__SOURCE__.

---------------

Calculate the average treatment effect \(E_X[\tau(X, T0, T1)]\).

The effect is calculated between the two treatment points and is averaged over the population of X variables.

Parameters:

T0 ((m, d_t) matrix or vector of length m) – Base treatments for each sample
T1 ((m, d_t) matrix or vector of length m) – Target treatments for each sample
X ((m, d_x) matrix, optional) – Features for each sample

Returns:

τ – Average treatment effects on each outcome Note that when Y is a vector rather than a 2-dimensional array, the result will be a scalar

Return type:

float or (d_y,) array

ate_inference(X=None, *, T0=0, T1=1)

Inference results for the quantity \(E_X[\tau(X, T0, T1)]\) produced by the model.

Available only when inference is not None, when calling the fit method.

---------------

__MATERIAL__.
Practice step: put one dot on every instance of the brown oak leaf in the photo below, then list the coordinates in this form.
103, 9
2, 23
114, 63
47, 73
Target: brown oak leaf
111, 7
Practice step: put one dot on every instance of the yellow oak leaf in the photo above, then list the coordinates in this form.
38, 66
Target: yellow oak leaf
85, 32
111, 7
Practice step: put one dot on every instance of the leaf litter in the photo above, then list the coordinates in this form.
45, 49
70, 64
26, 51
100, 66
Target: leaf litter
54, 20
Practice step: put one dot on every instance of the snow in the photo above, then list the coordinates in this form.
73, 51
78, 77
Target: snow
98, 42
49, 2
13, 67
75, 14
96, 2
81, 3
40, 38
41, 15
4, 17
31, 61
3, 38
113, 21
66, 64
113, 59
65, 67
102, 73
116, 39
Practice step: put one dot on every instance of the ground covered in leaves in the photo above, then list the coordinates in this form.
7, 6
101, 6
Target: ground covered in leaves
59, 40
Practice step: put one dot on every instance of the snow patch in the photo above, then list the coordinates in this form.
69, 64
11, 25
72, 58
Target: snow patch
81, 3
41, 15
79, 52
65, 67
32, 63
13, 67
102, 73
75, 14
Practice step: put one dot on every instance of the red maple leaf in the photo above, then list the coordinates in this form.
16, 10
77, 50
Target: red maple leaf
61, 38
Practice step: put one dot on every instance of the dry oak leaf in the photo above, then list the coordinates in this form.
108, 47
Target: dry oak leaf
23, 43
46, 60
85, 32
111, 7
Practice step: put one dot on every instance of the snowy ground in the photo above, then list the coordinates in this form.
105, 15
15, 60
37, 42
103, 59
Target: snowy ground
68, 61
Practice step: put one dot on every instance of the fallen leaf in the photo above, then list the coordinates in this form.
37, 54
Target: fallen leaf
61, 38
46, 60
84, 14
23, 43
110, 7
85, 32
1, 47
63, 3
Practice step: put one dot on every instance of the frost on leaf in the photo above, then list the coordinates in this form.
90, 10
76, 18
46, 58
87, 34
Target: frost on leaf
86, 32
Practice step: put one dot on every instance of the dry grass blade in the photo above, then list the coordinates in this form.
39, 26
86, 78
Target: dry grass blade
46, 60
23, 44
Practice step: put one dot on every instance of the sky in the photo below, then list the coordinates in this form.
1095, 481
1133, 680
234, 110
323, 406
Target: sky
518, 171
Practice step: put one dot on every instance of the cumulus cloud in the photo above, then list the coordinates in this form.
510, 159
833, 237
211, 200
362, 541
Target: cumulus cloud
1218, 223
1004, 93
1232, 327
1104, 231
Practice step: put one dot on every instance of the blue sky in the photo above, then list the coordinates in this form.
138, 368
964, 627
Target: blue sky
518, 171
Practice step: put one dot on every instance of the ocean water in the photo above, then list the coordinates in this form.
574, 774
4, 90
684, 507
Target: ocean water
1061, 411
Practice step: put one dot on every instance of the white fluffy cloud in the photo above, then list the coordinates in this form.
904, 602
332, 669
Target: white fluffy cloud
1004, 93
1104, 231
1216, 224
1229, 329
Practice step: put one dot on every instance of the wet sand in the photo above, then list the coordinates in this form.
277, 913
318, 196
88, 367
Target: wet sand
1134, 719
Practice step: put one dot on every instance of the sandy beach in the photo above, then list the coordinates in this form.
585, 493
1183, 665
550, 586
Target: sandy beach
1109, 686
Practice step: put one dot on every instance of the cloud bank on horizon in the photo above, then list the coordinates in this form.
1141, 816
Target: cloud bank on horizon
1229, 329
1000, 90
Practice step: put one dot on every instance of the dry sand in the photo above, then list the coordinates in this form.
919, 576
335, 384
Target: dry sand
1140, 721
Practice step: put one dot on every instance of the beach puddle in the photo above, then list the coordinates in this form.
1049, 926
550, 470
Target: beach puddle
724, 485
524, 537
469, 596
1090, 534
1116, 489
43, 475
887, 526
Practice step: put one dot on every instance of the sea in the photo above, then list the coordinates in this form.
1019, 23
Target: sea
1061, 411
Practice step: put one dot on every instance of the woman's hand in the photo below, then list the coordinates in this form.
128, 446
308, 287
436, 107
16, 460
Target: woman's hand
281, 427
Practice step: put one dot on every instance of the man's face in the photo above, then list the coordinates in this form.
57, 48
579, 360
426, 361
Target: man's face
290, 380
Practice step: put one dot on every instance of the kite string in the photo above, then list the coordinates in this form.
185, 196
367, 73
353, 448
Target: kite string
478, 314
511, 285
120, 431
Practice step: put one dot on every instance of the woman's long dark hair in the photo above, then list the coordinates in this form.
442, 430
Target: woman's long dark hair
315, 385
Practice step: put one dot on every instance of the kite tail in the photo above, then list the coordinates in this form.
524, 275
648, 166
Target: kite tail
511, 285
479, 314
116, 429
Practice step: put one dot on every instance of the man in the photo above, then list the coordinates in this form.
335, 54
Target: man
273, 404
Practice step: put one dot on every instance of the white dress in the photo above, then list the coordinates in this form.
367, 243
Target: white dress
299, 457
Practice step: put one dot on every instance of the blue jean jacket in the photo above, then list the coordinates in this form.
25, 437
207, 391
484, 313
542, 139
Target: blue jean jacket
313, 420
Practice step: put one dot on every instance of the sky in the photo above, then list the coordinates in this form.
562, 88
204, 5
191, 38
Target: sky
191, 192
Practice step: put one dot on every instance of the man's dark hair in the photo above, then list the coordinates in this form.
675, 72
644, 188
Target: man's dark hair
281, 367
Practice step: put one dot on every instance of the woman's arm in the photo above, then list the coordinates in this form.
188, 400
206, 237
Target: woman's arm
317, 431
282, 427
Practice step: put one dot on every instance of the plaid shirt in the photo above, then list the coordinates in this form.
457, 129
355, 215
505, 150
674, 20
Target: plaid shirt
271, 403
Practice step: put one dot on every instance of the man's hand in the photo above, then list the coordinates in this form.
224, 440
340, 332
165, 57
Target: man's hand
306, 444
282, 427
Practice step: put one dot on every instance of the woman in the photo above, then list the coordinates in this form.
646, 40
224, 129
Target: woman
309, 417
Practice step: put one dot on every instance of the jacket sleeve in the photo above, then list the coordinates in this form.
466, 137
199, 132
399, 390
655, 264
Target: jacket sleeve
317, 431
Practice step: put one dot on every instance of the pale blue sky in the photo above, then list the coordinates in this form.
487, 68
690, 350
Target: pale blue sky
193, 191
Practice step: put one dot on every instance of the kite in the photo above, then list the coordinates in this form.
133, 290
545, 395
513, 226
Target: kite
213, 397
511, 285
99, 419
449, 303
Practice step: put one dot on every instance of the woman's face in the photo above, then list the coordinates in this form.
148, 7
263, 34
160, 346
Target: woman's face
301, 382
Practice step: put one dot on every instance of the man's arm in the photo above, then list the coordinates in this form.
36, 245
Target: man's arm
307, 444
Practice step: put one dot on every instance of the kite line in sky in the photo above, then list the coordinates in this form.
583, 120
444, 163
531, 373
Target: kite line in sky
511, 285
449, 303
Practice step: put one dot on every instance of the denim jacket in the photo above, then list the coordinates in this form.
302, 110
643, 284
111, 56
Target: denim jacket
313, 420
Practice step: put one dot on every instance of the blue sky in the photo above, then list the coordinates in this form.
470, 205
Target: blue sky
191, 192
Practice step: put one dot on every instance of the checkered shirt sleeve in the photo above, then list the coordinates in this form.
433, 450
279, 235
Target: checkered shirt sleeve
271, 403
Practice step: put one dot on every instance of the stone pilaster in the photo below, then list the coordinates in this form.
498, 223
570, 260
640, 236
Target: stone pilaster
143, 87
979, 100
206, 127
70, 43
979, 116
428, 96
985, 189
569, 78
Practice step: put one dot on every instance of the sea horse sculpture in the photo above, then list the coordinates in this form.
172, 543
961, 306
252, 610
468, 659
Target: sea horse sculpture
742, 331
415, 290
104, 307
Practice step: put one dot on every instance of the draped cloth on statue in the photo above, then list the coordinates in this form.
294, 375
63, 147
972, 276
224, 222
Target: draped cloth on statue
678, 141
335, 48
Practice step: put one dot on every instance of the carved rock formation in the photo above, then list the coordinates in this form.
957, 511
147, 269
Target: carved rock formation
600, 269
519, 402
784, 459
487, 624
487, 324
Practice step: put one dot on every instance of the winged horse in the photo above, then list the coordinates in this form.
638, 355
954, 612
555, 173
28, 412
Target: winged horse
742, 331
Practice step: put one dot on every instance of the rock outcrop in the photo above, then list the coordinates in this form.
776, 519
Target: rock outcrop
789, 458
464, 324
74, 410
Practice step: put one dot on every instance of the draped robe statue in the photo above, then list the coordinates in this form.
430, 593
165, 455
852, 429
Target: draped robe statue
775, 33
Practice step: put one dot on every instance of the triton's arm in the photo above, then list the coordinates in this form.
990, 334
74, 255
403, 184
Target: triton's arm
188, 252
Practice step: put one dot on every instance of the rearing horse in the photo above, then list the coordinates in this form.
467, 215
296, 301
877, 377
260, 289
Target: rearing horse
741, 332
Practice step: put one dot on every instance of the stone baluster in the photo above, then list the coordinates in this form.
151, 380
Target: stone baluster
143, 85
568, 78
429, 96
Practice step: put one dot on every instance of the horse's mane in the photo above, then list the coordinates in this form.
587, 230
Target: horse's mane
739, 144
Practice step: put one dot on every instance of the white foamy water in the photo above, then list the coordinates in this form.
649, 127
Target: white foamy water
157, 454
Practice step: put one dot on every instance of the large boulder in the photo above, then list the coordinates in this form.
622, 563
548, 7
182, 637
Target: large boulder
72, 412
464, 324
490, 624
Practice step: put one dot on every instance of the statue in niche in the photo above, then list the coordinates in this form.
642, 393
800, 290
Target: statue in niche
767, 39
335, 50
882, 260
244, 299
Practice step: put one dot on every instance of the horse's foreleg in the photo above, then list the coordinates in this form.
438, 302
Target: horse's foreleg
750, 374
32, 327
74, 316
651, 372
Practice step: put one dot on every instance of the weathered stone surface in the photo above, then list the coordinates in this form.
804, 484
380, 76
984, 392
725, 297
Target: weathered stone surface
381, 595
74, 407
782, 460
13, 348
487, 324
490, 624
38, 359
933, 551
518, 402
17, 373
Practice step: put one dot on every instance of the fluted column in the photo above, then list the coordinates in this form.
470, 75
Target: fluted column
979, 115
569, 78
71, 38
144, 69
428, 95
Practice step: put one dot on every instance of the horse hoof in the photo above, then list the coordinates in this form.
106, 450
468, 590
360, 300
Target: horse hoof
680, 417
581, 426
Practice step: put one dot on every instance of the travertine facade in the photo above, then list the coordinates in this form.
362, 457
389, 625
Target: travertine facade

---------------

__TASK STATEMENT__.
Retype the average treatment effect passage in full, keeping every character and line break unchanged. The lines have no connection to the average treatment effect passage.

__SOLUTION TO THE EXERCISE__.
Calculate the average treatment effect \(E_X[\tau(X, T0, T1)]\).

The effect is calculated between the two treatment points and is averaged over the population of X variables.

Parameters:

T0 ((m, d_t) matrix or vector of length m) – Base treatments for each sample
T1 ((m, d_t) matrix or vector of length m) – Target treatments for each sample
X ((m, d_x) matrix, optional) – Features for each sample

Returns:

τ – Average treatment effects on each outcome Note that when Y is a vector rather than a 2-dimensional array, the result will be a scalar

Return type:

float or (d_y,) array

ate_inference(X=None, *, T0=0, T1=1)

Inference results for the quantity \(E_X[\tau(X, T0, T1)]\) produced by the model.

Available only when inference is not None, when calling the fit method.